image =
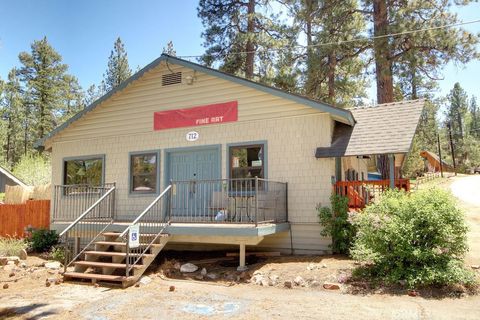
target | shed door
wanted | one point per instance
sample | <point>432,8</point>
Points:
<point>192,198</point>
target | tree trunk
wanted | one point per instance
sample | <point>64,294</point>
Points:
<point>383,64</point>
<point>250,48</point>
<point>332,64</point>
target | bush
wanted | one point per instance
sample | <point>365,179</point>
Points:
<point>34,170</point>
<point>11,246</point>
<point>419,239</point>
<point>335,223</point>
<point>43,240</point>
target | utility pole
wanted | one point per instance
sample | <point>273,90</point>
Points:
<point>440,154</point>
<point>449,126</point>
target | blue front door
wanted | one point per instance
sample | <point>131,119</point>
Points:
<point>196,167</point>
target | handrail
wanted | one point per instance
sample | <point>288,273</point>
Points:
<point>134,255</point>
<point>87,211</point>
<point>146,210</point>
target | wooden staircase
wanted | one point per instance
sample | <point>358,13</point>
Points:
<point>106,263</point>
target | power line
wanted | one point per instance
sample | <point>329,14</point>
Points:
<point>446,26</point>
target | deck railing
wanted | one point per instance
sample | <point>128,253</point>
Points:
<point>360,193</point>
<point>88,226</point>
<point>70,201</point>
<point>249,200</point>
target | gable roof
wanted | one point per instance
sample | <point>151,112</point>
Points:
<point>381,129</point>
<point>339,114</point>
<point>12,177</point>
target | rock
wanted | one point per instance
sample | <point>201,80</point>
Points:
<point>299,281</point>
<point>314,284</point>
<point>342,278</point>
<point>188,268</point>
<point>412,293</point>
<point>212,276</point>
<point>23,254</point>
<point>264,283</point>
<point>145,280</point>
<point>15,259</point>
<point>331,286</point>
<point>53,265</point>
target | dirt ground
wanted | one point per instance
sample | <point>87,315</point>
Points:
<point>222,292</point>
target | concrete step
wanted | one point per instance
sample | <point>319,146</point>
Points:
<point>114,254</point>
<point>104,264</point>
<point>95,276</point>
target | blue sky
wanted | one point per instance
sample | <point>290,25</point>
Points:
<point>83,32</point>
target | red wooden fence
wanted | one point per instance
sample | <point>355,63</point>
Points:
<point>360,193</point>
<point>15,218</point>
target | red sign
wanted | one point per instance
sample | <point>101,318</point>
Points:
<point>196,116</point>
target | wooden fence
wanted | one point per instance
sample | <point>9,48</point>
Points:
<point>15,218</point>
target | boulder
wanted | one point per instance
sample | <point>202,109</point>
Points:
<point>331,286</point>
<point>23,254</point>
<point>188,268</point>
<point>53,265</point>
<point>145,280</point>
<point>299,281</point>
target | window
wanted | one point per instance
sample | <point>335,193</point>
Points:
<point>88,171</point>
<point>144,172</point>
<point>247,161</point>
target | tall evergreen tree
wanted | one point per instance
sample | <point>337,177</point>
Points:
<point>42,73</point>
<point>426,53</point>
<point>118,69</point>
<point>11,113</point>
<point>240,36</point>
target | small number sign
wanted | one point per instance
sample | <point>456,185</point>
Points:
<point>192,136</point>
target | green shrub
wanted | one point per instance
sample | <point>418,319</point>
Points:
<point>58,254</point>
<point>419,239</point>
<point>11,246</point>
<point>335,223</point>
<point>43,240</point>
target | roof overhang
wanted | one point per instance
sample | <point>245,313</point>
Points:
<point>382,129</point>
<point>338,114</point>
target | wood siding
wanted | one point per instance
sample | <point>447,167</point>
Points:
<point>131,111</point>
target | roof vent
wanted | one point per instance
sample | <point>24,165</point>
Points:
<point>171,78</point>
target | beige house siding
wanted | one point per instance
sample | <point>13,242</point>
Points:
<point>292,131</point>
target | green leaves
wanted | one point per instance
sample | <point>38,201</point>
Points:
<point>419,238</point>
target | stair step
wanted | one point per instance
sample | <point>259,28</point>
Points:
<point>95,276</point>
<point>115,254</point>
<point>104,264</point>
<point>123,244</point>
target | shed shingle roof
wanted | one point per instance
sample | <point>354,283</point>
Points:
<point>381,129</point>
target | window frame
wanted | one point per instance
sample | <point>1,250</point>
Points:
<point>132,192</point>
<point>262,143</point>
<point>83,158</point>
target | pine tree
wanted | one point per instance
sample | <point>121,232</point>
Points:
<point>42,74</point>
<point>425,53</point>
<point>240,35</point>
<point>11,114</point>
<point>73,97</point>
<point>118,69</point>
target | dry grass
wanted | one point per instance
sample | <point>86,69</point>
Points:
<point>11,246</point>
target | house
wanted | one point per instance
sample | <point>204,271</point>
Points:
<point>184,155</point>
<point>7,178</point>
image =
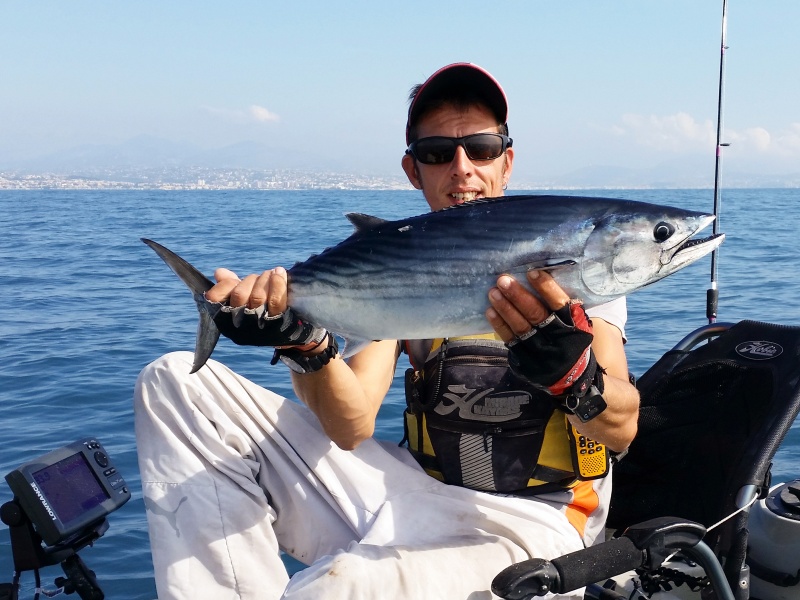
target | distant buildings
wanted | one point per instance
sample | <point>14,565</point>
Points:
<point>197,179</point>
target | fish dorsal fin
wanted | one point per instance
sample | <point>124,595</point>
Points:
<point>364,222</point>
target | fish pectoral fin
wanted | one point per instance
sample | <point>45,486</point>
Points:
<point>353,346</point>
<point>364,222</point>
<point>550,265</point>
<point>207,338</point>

### Stated task
Copy every one of the records above word for word, but leave out the pictures.

### Finished answer
image =
target | shed door
wanted | one point per instance
sample | <point>432,8</point>
Points:
<point>192,198</point>
target | tree trunk
wanted | one point per instance
sample | <point>64,294</point>
Points:
<point>383,64</point>
<point>250,48</point>
<point>332,64</point>
target | bush
wanted | one point per instance
sample | <point>365,179</point>
Points:
<point>34,170</point>
<point>11,246</point>
<point>419,239</point>
<point>335,223</point>
<point>43,240</point>
target | utility pole
wanted | one point per instance
sample | <point>273,90</point>
Points:
<point>440,154</point>
<point>449,126</point>
target | blue front door
wanted | one point per instance
sample | <point>131,119</point>
Points:
<point>196,167</point>
target | handrail
wanted | one point per instance
sample | <point>288,273</point>
Points:
<point>134,255</point>
<point>87,211</point>
<point>146,210</point>
target | wooden staircase
wanted | one point per instance
sample | <point>358,13</point>
Points:
<point>106,263</point>
target | power line
wanted | one point per instance
sample | <point>329,14</point>
Points:
<point>446,26</point>
target | deck railing
wanted | one point per instance
sample | <point>128,253</point>
Points:
<point>360,193</point>
<point>88,226</point>
<point>70,201</point>
<point>249,200</point>
target | gable roof
wanted | one point per instance
sample | <point>151,112</point>
Points:
<point>381,129</point>
<point>339,114</point>
<point>12,177</point>
target | rock
wanted | one point per instance
sample | <point>201,80</point>
Points:
<point>299,281</point>
<point>314,284</point>
<point>342,278</point>
<point>188,268</point>
<point>412,293</point>
<point>212,276</point>
<point>23,254</point>
<point>264,283</point>
<point>145,280</point>
<point>15,259</point>
<point>331,286</point>
<point>53,265</point>
target | dirt ground
wanted | one point per instance
sample | <point>87,315</point>
Points:
<point>222,292</point>
target | concrete step
wanted | one point per instance
sample | <point>319,146</point>
Points:
<point>114,254</point>
<point>104,264</point>
<point>95,276</point>
target | blue sky
wanted | one point per instance
sample | <point>290,25</point>
Points:
<point>83,32</point>
target | red wooden fence
wanted | one point per instance
sample | <point>355,63</point>
Points:
<point>360,193</point>
<point>15,218</point>
target | red sign
wanted | one point per instance
sample | <point>101,318</point>
Points:
<point>196,116</point>
target | wooden fence
wanted | one point per instance
sample | <point>9,48</point>
Points:
<point>15,218</point>
target | boulder
wanted | one point per instance
sample | <point>202,109</point>
Points:
<point>331,286</point>
<point>23,254</point>
<point>188,268</point>
<point>53,265</point>
<point>145,280</point>
<point>299,281</point>
target | window
wanted | one point per instance
sample | <point>335,193</point>
Points:
<point>88,171</point>
<point>144,172</point>
<point>247,161</point>
target | tall evergreen tree
wanted | one point per instance
sample | <point>337,177</point>
Points:
<point>42,73</point>
<point>426,53</point>
<point>118,69</point>
<point>11,113</point>
<point>240,36</point>
target | small number sign
wanted | one point per instance
sample | <point>456,185</point>
Points:
<point>192,136</point>
target | green shrub
wanted | one point per instance
sample | <point>418,319</point>
Points:
<point>58,254</point>
<point>419,239</point>
<point>11,246</point>
<point>335,223</point>
<point>43,240</point>
target | roof overhang
wanted | one point per instance
sample | <point>245,313</point>
Points:
<point>382,129</point>
<point>338,114</point>
target | wood siding
wanted | one point per instance
sample | <point>447,167</point>
Points:
<point>131,111</point>
target | roof vent
wanted | one point per instance
sample | <point>24,165</point>
Points:
<point>171,78</point>
target | beige house siding
wanted | one point per instance
sample | <point>13,242</point>
Points:
<point>292,131</point>
target | green leaves
wanted | one point per instance
sample | <point>38,201</point>
Points:
<point>419,238</point>
target | stair step
wanted | one point per instance
sample | <point>259,28</point>
Points:
<point>95,276</point>
<point>115,254</point>
<point>104,264</point>
<point>123,244</point>
target | shed shingle roof
wanted | one point per instance
sample | <point>354,283</point>
Points:
<point>381,129</point>
target | window frame
wanted | one point per instance
sample | <point>1,250</point>
Points:
<point>132,192</point>
<point>262,143</point>
<point>83,158</point>
target | pine tree
wanted | one point per instance
sample | <point>121,232</point>
Points:
<point>42,74</point>
<point>425,53</point>
<point>240,35</point>
<point>11,114</point>
<point>73,97</point>
<point>118,69</point>
target | dry grass
wanted | one point per instance
sample | <point>86,69</point>
Points:
<point>11,246</point>
target | house
wanted | one point per instance
sample | <point>204,271</point>
Points:
<point>184,155</point>
<point>7,178</point>
image =
target | distant buildings
wanted | one point per instance
sample | <point>14,565</point>
Points:
<point>197,179</point>
target | fish dorsal fin
wanted | one point per instance
sample | <point>124,595</point>
Points:
<point>364,222</point>
target | fish pectoral fin
wanted | one point per instance
sample | <point>45,486</point>
Points:
<point>353,346</point>
<point>364,222</point>
<point>550,265</point>
<point>207,338</point>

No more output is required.